Written request 1:
In the UNIX real-time post, on what computer did the poster build the portable pulmonary testing lab?

Document segment:
◆ ◆ ◆ ◆
[net.unix-wizards] UNIX and real-time

God <root%bostonu.csnet@csnet-relay.arpa> (11/08/84)

I concur. I built a real-time portable pulmonary testing lab
running on an LSI-11/2 off of only RX02s (with swapping etc).
One person would be filling in questionairres while another
would be getting a lung test (A/D, ~20KHZ, 14bit.) It worked
fine, an occasional hesitation for a few seconds (but with an
RX02 as a swap device whoddyaexpect?
It was MINI-UNIX/V6. Just requires a smart driver, not terribly
unlike one of the psuedo-dma pollers for a DZ11.
UNIX being 'bad for real time' is a myth perpetrated by vendors
who sell O/S's that are bad for anything else.

An even better idea is to go get a rusty old apple or some such,
add an A/D board, floppy and parallel board to hook it up to
the unix system and use it as an intelligent, programmable
A/D device with a 64KB buffer.

		-Barry Shein
		Boston University

afn@masscomp.UUCP (Al Nugent) (11/12/84)
◆ ◆ ◆ ◆
Written request 2:
Count the lines in the entries below that contain the string "tree". Reply with the number alone.

Stored items from a collection:
◆ ◆ ◆ ◆
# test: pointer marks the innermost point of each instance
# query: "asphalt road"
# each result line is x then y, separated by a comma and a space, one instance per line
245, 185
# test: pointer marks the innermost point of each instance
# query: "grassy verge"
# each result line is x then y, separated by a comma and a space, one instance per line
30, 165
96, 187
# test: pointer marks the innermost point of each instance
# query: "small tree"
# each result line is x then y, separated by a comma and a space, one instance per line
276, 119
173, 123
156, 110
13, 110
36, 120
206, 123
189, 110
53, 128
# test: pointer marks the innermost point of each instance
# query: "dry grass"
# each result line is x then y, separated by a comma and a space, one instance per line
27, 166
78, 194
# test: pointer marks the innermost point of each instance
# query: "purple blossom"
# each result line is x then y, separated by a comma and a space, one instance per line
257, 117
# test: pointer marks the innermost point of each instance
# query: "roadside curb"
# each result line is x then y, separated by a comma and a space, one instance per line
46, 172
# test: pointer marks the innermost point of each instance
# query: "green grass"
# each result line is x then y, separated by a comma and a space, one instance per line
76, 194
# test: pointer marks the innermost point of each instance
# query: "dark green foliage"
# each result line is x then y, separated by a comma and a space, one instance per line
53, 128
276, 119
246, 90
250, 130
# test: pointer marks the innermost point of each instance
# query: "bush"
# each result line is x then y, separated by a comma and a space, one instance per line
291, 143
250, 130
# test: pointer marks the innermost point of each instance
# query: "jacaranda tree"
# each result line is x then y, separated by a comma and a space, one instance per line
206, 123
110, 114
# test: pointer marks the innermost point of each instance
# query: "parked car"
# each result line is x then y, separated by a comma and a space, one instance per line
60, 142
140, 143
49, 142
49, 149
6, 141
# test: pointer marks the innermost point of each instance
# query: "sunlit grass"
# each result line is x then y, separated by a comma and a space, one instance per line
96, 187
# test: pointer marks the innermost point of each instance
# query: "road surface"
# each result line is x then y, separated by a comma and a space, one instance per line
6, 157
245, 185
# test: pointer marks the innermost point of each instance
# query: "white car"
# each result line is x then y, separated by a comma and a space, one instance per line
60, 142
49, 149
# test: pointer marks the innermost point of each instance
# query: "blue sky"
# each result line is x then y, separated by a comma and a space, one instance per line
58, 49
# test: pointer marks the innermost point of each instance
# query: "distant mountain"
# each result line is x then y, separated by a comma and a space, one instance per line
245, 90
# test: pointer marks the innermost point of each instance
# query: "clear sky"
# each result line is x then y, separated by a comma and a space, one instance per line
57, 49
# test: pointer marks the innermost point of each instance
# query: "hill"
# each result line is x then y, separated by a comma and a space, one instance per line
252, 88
◆ ◆ ◆ ◆
Correct response 1:
An LSI-11/2.

Correct response 2:
2